[Extracted data entries]
==*==

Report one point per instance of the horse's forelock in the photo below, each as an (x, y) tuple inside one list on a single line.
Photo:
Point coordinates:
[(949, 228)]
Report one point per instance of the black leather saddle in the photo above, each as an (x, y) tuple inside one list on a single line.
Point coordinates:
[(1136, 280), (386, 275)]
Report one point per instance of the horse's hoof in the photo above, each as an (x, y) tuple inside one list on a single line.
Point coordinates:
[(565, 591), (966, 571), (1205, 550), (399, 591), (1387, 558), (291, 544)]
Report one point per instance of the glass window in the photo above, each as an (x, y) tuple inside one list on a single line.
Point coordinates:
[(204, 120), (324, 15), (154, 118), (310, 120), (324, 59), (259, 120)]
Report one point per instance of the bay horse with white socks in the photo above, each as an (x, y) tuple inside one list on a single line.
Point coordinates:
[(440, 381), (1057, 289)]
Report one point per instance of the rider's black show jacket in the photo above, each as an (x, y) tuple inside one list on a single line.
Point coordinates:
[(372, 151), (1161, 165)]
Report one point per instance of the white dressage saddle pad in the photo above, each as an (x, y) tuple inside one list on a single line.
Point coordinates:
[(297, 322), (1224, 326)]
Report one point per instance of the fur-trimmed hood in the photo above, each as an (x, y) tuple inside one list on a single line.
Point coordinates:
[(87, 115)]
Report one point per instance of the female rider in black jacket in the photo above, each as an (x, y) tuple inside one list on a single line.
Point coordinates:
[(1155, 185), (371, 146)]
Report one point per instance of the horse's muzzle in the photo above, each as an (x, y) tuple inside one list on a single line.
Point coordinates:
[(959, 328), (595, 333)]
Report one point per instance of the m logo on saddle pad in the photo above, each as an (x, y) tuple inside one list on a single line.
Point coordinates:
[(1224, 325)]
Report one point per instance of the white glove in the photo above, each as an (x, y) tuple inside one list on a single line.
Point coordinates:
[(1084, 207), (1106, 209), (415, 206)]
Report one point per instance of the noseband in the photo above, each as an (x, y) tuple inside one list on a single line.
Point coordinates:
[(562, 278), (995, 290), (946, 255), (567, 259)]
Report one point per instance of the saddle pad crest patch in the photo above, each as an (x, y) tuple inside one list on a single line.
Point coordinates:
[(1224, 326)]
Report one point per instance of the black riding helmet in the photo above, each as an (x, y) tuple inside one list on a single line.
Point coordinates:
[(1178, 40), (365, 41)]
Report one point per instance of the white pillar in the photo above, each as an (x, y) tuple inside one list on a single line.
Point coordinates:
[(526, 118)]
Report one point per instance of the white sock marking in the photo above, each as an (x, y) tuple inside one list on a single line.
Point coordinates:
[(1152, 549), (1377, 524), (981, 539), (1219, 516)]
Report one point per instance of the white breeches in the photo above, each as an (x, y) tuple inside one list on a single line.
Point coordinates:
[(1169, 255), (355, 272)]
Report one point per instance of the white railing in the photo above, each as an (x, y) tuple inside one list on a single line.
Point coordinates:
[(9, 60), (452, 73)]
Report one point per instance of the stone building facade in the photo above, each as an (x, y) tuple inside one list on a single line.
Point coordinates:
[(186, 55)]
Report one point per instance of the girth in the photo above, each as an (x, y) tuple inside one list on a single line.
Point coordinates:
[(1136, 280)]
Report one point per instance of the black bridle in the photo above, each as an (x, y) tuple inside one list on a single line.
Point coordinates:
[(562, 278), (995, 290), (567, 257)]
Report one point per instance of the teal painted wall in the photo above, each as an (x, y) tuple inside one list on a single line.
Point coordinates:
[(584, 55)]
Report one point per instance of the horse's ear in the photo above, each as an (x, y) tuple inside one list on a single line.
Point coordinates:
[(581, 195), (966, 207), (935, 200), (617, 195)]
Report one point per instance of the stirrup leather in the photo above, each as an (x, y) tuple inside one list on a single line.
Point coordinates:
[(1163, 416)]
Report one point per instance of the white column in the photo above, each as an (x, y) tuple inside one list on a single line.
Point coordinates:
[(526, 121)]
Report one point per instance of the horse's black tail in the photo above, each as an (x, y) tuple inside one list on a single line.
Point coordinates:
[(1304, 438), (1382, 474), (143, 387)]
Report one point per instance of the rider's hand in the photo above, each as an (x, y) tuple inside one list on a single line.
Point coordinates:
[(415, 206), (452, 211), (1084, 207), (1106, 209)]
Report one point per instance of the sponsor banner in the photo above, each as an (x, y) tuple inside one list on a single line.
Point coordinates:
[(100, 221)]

==*==

▸ **WHAT YOU SHOULD DO**
Using the records, find the number of lines in which the string "jacket" occurs. Reply with that number alone.

▸ **RESPONSE TO THE TASK**
2